# [DATA]
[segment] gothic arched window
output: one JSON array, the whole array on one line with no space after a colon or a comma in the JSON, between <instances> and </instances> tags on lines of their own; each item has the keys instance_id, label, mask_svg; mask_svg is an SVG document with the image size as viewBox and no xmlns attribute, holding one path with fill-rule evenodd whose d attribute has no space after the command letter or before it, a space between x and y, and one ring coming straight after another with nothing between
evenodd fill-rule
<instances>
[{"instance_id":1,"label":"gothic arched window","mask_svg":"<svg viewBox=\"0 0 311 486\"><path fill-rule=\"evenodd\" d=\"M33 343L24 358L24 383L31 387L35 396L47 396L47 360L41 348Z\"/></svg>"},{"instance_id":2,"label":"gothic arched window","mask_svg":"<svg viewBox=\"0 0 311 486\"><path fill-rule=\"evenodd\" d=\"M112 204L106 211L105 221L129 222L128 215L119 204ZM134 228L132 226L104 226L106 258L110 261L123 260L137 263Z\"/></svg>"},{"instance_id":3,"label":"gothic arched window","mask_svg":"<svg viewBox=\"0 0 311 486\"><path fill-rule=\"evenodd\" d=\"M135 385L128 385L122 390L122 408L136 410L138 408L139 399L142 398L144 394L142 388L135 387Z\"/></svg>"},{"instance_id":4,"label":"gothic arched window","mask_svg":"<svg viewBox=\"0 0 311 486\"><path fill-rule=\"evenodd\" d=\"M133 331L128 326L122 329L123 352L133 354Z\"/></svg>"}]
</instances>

# [THE TASK]
Reproduce the entries with every occurrence of "array" replaced by "list", leaving all other text unaltered.

# [WORKED SOLUTION]
[segment] gothic arched window
output: one JSON list, the whole list on one line with no space after a colon or a comma in the JSON, between <instances> and </instances> tags on lines of their own; each item has the keys instance_id, label, mask_svg; mask_svg is an SVG document with the image size as viewBox and no xmlns attribute, holding one path with fill-rule evenodd whose d attribute has no space after the command letter or before it, a space between x and y, and one ring coming straight after another with nothing between
evenodd fill-rule
<instances>
[{"instance_id":1,"label":"gothic arched window","mask_svg":"<svg viewBox=\"0 0 311 486\"><path fill-rule=\"evenodd\" d=\"M33 343L24 358L24 383L31 387L35 396L47 396L47 360L41 348Z\"/></svg>"},{"instance_id":2,"label":"gothic arched window","mask_svg":"<svg viewBox=\"0 0 311 486\"><path fill-rule=\"evenodd\" d=\"M112 204L106 211L105 221L129 222L128 215L119 204ZM134 228L132 226L104 226L106 258L110 261L123 260L137 263Z\"/></svg>"},{"instance_id":3,"label":"gothic arched window","mask_svg":"<svg viewBox=\"0 0 311 486\"><path fill-rule=\"evenodd\" d=\"M135 385L128 385L122 390L122 408L136 410L138 408L139 399L142 398L144 394L142 388L135 387Z\"/></svg>"},{"instance_id":4,"label":"gothic arched window","mask_svg":"<svg viewBox=\"0 0 311 486\"><path fill-rule=\"evenodd\" d=\"M133 331L128 326L122 329L123 352L133 354Z\"/></svg>"}]
</instances>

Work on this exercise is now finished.